---------- Provided entries
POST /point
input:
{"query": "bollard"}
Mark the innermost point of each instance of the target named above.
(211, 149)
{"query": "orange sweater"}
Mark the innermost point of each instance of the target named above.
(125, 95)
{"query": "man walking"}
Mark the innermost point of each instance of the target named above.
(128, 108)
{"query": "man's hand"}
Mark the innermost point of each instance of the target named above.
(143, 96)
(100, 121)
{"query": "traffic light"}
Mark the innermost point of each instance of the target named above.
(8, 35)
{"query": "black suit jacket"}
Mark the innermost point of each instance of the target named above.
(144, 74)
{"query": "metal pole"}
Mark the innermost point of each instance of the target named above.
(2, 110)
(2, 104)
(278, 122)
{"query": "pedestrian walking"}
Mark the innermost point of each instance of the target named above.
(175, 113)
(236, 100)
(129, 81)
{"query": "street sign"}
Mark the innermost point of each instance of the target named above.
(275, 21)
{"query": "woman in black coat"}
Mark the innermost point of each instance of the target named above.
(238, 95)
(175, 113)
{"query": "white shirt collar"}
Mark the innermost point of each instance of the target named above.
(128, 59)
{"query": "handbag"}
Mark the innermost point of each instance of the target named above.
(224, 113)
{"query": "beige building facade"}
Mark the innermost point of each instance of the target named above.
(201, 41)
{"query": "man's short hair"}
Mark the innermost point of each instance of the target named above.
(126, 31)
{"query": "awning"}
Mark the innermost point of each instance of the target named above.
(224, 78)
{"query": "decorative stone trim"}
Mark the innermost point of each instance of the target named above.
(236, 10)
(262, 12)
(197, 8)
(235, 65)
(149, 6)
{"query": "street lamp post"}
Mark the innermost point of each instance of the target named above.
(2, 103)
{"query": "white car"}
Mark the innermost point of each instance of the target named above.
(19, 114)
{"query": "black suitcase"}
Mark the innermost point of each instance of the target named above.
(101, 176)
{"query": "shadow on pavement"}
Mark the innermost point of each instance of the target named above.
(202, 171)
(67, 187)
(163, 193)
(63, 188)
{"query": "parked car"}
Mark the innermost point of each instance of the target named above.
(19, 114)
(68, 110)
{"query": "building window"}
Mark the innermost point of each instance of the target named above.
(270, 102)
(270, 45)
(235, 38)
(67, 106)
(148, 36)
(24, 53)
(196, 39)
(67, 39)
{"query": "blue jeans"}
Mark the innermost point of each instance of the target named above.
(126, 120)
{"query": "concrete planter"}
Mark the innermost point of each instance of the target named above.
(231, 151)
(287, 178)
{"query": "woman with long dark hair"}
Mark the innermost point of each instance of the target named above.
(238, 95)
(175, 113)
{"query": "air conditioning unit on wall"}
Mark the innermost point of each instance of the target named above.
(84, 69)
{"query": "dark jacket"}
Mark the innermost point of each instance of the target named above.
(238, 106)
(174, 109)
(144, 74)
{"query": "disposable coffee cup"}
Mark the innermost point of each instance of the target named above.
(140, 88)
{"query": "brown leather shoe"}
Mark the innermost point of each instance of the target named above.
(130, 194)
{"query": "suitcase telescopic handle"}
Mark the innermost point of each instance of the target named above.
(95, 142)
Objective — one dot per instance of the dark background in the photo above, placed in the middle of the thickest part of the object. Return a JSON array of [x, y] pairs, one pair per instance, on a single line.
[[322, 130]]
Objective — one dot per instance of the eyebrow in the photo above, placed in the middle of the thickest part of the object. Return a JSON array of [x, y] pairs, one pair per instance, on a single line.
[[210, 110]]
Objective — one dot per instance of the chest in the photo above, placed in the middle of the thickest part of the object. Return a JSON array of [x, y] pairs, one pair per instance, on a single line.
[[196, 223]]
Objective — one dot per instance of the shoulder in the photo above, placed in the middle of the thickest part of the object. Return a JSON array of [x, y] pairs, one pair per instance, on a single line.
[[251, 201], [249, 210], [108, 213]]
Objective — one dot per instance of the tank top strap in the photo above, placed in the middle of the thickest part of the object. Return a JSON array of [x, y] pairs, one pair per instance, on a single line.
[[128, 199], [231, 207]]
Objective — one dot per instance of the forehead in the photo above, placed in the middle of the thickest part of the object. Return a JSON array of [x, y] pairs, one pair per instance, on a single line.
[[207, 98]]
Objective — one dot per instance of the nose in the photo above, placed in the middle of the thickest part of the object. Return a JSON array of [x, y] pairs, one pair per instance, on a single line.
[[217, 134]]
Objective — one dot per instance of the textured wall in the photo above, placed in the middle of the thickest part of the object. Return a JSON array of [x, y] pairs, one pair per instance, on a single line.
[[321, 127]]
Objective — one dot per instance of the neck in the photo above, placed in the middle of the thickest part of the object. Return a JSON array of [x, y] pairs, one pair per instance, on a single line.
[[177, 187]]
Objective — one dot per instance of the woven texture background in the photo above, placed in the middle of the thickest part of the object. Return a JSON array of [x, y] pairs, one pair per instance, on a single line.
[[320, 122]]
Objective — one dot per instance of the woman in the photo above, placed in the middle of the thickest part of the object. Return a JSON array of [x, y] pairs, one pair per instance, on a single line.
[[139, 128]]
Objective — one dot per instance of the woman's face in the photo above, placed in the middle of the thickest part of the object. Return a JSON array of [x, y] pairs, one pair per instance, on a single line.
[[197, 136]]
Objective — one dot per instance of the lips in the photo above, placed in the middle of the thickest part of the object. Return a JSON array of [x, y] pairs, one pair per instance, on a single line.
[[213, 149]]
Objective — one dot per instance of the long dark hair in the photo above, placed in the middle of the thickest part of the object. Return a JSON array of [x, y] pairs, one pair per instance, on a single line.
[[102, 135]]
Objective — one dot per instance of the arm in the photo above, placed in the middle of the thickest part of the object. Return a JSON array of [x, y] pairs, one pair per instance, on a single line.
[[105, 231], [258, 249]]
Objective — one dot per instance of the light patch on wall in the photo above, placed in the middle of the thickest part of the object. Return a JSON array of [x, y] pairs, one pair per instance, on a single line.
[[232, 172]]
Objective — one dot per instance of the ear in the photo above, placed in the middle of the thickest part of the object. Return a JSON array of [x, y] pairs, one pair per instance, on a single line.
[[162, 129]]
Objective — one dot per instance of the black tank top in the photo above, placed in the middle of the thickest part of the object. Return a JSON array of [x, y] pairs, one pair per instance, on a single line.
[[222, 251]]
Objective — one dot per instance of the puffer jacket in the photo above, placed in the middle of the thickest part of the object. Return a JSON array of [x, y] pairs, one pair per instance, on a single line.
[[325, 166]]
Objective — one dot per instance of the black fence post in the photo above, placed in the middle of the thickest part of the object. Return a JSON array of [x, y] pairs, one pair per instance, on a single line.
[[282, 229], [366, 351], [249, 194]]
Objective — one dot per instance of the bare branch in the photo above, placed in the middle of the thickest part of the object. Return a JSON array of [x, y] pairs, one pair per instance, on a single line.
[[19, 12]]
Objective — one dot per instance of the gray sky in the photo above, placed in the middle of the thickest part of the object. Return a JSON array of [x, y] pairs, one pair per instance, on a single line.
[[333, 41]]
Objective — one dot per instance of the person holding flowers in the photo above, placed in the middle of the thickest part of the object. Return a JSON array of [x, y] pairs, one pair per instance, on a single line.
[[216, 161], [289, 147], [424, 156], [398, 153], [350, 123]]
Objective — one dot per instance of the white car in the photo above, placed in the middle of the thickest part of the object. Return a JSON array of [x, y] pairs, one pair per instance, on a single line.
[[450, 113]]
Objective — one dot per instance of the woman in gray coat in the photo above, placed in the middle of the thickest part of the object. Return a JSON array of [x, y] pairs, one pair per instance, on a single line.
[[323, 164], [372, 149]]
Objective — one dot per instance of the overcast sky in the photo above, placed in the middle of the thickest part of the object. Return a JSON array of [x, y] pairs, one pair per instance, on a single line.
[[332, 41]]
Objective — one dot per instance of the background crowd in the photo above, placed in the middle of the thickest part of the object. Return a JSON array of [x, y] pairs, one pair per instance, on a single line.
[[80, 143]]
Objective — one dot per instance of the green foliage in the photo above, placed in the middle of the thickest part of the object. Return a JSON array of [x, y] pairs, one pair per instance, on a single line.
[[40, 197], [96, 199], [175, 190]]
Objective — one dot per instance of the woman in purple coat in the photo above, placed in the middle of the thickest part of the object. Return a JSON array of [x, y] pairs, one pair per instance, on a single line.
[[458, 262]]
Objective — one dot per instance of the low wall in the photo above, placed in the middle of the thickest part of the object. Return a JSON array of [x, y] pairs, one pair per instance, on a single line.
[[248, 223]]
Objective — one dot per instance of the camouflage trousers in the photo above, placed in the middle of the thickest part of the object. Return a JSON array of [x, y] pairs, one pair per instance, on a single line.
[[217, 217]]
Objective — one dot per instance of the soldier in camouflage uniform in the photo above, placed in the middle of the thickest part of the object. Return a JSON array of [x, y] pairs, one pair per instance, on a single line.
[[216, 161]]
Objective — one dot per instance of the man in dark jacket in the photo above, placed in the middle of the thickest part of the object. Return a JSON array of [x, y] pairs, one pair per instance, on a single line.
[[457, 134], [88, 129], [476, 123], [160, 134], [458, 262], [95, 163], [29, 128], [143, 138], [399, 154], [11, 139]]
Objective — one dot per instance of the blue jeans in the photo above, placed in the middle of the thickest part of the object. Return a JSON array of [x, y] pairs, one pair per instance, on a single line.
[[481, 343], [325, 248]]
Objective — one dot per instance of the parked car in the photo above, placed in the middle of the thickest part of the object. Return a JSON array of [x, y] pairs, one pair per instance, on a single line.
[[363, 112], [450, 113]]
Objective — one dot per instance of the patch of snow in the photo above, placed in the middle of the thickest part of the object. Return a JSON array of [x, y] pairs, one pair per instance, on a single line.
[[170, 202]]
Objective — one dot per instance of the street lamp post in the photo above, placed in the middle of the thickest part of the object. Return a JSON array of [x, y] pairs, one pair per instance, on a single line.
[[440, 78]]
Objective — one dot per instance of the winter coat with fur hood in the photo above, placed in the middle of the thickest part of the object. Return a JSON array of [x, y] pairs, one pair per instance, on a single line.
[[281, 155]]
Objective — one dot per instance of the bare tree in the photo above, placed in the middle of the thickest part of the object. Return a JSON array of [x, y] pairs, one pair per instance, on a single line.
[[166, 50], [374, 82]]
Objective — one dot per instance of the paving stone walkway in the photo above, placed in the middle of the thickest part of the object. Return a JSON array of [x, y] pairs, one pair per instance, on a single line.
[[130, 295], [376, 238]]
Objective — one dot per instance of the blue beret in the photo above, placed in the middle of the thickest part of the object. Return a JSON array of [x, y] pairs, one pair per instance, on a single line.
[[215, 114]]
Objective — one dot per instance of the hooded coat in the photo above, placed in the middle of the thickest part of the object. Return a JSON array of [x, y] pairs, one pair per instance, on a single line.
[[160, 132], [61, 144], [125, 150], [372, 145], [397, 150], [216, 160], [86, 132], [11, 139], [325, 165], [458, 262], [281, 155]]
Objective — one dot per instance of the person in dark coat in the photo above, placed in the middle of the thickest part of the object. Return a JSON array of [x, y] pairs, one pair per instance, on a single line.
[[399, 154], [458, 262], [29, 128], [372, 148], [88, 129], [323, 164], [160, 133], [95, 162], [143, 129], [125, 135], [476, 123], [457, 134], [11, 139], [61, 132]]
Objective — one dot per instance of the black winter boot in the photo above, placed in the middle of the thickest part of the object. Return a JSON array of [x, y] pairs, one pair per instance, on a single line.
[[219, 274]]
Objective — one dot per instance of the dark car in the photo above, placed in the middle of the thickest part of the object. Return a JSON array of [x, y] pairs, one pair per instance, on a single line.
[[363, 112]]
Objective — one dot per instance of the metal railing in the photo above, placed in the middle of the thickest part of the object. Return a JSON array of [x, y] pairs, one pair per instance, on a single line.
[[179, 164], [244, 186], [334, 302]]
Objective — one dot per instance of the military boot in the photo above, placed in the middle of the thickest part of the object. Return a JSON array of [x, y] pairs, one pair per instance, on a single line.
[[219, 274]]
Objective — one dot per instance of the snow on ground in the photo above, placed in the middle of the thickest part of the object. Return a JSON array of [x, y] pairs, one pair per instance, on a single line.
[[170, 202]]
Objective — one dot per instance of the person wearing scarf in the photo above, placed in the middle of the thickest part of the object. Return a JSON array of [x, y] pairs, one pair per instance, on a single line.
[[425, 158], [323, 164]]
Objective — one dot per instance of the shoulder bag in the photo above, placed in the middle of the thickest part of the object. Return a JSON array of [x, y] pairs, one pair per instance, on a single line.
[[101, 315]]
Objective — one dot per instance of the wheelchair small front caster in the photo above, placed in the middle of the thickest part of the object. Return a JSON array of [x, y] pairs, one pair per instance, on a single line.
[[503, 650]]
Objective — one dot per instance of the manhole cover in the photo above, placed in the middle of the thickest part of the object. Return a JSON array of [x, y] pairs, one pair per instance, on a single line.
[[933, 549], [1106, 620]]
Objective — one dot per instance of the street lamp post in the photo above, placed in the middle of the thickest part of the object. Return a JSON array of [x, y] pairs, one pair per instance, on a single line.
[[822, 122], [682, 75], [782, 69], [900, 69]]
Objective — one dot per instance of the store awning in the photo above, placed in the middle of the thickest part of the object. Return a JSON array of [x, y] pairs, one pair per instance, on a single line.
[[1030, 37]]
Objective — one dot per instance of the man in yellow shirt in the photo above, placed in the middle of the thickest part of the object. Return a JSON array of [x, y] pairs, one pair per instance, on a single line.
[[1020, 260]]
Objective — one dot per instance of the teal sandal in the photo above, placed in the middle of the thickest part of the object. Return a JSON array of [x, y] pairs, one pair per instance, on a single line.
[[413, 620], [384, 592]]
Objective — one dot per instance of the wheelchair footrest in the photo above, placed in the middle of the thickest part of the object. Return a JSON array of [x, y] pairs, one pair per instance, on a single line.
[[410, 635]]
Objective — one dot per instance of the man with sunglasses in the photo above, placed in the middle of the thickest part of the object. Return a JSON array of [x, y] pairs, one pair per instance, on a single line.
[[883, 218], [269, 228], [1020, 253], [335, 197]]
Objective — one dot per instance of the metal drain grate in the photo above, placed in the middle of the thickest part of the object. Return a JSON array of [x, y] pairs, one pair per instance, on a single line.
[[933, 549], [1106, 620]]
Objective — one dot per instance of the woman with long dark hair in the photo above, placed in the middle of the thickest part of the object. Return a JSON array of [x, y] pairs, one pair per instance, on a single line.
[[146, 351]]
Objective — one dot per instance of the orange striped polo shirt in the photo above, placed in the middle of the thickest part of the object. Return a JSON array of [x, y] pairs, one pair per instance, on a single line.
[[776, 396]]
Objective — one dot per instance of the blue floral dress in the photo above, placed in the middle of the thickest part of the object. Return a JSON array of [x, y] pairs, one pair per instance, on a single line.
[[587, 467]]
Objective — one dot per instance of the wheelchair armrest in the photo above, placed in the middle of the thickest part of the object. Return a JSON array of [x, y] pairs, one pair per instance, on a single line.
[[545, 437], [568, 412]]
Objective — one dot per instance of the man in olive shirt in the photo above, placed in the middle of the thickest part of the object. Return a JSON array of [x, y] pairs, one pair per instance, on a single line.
--------------------
What the exercise asks:
Scan the material above for the string "building". Copy each line that holds it.

Solved problem:
{"query": "beige building facade"}
{"query": "building window"}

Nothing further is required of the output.